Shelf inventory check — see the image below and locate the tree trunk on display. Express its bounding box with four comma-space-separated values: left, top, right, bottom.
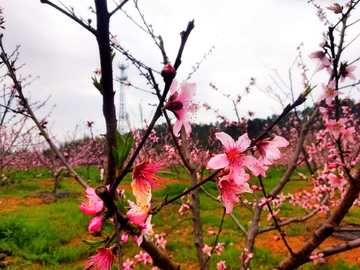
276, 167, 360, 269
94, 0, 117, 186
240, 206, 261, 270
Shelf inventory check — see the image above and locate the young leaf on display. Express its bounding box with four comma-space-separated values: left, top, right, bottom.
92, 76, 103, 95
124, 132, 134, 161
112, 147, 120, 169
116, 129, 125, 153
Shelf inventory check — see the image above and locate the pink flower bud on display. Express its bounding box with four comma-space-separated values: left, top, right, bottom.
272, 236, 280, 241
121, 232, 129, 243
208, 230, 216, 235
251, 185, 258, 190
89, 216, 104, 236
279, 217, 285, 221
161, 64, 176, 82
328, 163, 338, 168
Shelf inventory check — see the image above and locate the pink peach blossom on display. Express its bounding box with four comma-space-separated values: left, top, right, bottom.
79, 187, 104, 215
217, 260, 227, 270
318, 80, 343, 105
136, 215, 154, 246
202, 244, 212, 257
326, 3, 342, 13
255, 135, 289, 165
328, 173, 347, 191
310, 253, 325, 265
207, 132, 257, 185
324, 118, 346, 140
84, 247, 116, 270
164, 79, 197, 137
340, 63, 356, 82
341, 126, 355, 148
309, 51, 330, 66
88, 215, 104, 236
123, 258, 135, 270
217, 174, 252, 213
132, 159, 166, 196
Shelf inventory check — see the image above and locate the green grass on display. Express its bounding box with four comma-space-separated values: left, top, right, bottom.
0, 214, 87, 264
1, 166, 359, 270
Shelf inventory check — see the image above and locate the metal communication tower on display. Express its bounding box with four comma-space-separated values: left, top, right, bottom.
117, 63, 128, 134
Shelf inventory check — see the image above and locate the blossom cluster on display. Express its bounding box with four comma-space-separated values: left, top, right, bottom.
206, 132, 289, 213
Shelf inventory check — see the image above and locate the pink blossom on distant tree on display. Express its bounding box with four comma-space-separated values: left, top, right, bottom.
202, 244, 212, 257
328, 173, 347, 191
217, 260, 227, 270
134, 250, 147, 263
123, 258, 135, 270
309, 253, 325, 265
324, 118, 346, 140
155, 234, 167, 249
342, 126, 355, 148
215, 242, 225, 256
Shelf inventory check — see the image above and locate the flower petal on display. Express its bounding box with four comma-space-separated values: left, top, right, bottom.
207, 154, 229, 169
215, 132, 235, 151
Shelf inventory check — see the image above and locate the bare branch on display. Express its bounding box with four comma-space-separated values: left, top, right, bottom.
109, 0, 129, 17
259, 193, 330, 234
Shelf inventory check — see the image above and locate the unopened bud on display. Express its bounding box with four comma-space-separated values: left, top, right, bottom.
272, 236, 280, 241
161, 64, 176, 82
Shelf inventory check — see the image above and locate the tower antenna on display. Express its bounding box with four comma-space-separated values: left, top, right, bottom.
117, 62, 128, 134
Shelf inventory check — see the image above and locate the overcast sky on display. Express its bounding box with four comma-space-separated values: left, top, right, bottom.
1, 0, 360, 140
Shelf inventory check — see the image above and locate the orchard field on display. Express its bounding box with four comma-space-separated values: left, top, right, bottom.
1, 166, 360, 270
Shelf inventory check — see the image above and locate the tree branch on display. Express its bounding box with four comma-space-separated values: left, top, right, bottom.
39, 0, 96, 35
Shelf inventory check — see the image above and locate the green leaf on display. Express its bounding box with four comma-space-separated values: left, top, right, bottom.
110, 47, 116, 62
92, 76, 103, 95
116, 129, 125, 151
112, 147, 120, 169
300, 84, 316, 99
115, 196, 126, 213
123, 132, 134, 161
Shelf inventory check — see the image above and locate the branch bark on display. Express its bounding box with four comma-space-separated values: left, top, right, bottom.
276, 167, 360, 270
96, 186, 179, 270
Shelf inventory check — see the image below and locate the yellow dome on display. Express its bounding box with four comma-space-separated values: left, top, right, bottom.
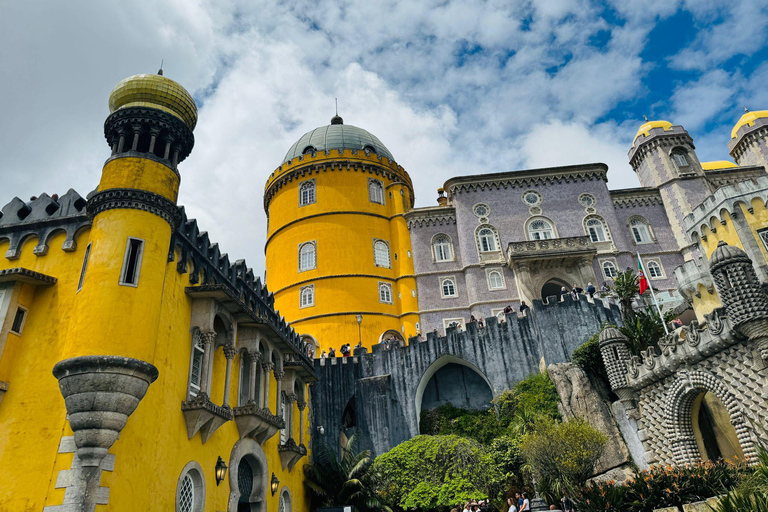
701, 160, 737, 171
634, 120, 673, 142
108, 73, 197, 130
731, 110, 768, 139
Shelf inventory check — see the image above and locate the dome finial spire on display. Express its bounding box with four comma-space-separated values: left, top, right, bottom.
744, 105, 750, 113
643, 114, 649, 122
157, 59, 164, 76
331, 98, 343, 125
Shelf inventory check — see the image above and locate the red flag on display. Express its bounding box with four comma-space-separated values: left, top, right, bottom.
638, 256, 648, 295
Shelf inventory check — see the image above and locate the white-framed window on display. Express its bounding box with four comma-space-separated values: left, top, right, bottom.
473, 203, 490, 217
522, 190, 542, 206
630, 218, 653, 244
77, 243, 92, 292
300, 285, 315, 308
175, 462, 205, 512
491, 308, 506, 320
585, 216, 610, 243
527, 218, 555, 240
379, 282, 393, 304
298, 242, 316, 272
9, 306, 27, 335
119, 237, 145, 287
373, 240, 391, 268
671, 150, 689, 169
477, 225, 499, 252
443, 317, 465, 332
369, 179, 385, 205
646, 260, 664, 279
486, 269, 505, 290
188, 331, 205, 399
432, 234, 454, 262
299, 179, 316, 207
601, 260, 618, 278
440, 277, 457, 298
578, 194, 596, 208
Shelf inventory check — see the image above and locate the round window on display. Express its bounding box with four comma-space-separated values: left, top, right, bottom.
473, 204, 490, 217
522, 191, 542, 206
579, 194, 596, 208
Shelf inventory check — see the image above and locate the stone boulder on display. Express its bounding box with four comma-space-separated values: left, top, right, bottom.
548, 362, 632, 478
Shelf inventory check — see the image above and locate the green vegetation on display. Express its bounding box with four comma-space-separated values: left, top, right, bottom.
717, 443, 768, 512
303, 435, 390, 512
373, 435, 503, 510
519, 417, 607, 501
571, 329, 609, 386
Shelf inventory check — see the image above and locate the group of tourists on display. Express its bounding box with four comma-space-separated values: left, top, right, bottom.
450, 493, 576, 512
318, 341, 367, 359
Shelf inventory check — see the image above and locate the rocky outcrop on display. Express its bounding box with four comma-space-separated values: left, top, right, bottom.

▶ WHAT IS REQUIRED: Give the entries again word for word, but skip the pictures.

▶ REPLY:
Shelf inventory check — see the image below and locate the tree trunk on display. Express its bounding box with four comma-space-separated values: left, top, right, bottom.
276, 167, 360, 269
94, 0, 117, 186
240, 206, 261, 270
Shelf inventory check — see the image above and locate the young leaf on display. Express its bounding box with four comma-space-separated values: left, top, right, bottom.
92, 76, 103, 95
124, 132, 134, 161
112, 147, 120, 169
116, 129, 125, 153
Shelf inventory check — see the image above and locate the pink flower bud on display. Express its bounding box with four comma-space-separated values: left, top, right, bottom.
272, 236, 280, 241
121, 232, 129, 243
208, 230, 216, 235
251, 185, 258, 190
89, 216, 104, 236
279, 217, 285, 221
161, 64, 176, 82
328, 163, 338, 168
Shelf inventory check — see the image above and locate the pink peach blossom on display. Express its bounding box with four comma-space-separated values: left, top, right, bottom.
79, 187, 104, 215
217, 260, 227, 270
318, 80, 343, 105
136, 215, 154, 246
202, 244, 212, 257
326, 3, 342, 13
255, 135, 289, 165
328, 173, 347, 191
310, 253, 325, 265
207, 132, 257, 185
324, 118, 346, 140
84, 247, 116, 270
164, 79, 197, 137
340, 63, 356, 82
341, 126, 355, 148
309, 51, 330, 66
88, 215, 104, 236
123, 258, 135, 270
217, 174, 252, 213
132, 159, 166, 196
Shelf inventory check — see the image above and locate the green grass on display. Express its bounding box with four comma-space-separated values: left, top, right, bottom.
0, 214, 87, 264
1, 166, 359, 270
Shelf inventory check — see the image above and locate the metal communication tower on display. Express its bounding box with four comma-space-separated values: left, top, right, bottom.
117, 63, 128, 134
Shelf inventory check — see the image above and locate the blossom cluster on display. Express its bounding box with four comma-space-separated values: left, top, right, bottom.
206, 132, 289, 213
Shelf inventory check — see the image above and locate the pink blossom on distant tree on display. Express its bounding box with four comma-space-separated values: left, top, right, bottom.
202, 244, 212, 257
328, 173, 347, 191
217, 260, 227, 270
134, 250, 147, 263
123, 258, 135, 270
309, 253, 325, 265
324, 118, 346, 140
155, 234, 167, 249
342, 126, 355, 148
215, 242, 225, 256
Shelf inventory check — see the image above and locate the flower petal on display. Express its bounding box with four comma-space-separated values: left, top, right, bottom.
207, 154, 229, 169
215, 132, 235, 151
Shelf inventory check — see the image above and locate the bare branch on display. Express its bounding box with four comma-space-separated values: left, top, right, bottom.
109, 0, 129, 17
259, 193, 330, 234
Shelf inventory check — see the image above and locate the unopened bud on display. Express its bounding box with four comma-space-separated values: left, top, right, bottom.
272, 236, 280, 241
161, 64, 176, 82
Shelf inventory check — see the image above and locate the tower antenna on display. Express its bounding box with four comma-space-separated values: left, top, right, bottom.
117, 62, 128, 134
Shelf inventory check — see the image above and locate the overcast sky on display. Express its bounding box with four comma-space-separated values: left, top, right, bottom.
1, 0, 360, 140
Shelf inventory check — see the image above and locate the orchard field on display. Express its bounding box with four comma-space-separated values: left, top, right, bottom.
1, 166, 360, 270
Shelf inventory check — see the image above and locate the tree branch on display. Express its bounding box with four comma-space-separated values: left, top, right, bottom.
39, 0, 96, 35
Shelf inventory check — see the image above and locate the green leaf on display. Express its bounding box with four comma-space-separated values: left, top, right, bottom.
110, 47, 116, 62
92, 76, 103, 95
116, 129, 125, 151
112, 147, 120, 169
300, 84, 316, 99
115, 196, 126, 213
123, 132, 134, 161
Shelf inventory check — see the image above and locate the branch bark on display. Express its bounding box with four comma-space-separated values: left, top, right, bottom.
276, 167, 360, 270
96, 186, 179, 270
Shelf inventory check — see the image below and locate the yellow dome on display. Express its bounding box with four comma-space-separated values: left, top, right, bottom.
701, 160, 737, 171
634, 120, 673, 142
108, 73, 197, 130
731, 110, 768, 139
Shelf inventory check — see the image above and locate the dome finial spire on display. Express its bounding box with four comma-space-separated values: left, top, right, bottom.
744, 105, 750, 113
643, 114, 649, 122
157, 59, 164, 76
331, 98, 343, 125
Shelf inventory check — see the image above and locate the red flag on display. Express its bounding box with four comma-space-separated values: left, top, right, bottom.
638, 256, 648, 295
Shelf inventory check — see the image above and locate the white-framed window on display. Express its bounding box with four comma-space-separated values: left, top, right, bottom.
473, 203, 490, 217
522, 190, 542, 206
630, 218, 653, 244
77, 243, 92, 292
300, 285, 315, 308
175, 462, 205, 512
491, 308, 506, 320
585, 216, 610, 243
527, 218, 555, 240
379, 282, 393, 304
298, 242, 316, 272
9, 306, 27, 335
119, 237, 145, 287
373, 240, 391, 268
671, 150, 689, 169
477, 225, 499, 252
443, 317, 465, 332
369, 179, 385, 205
646, 260, 664, 279
486, 269, 505, 290
188, 331, 205, 399
432, 234, 454, 262
299, 179, 316, 207
601, 260, 618, 278
440, 277, 457, 298
578, 194, 596, 208
Shelf inventory check — see the image above and locate the round window on display. Express its bounding box with four comma-space-separated values: left, top, right, bottom.
473, 204, 490, 217
522, 191, 542, 206
579, 194, 596, 208
Shelf inventory check — see the image above and locate the stone boulder on display. Express its bounding box with four comma-space-separated values: left, top, right, bottom.
548, 362, 632, 478
Shelf inventory check — see the image above and locate the green vegetation on display. Express its bounding box with four comma-space-separated values: left, top, right, bottom.
717, 443, 768, 512
303, 435, 390, 512
373, 435, 503, 510
519, 417, 607, 501
571, 329, 609, 386
Shelf inventory check — see the image above and locate the group of tourists on display. Express its bounding box with four comma-space-separated values: left, top, right, bottom.
450, 493, 576, 512
318, 341, 367, 359
Shelf inventory check — see the image above and locate the rocky outcrop on display. Express its bounding box with four comma-space-separated values: left, top, right, bottom.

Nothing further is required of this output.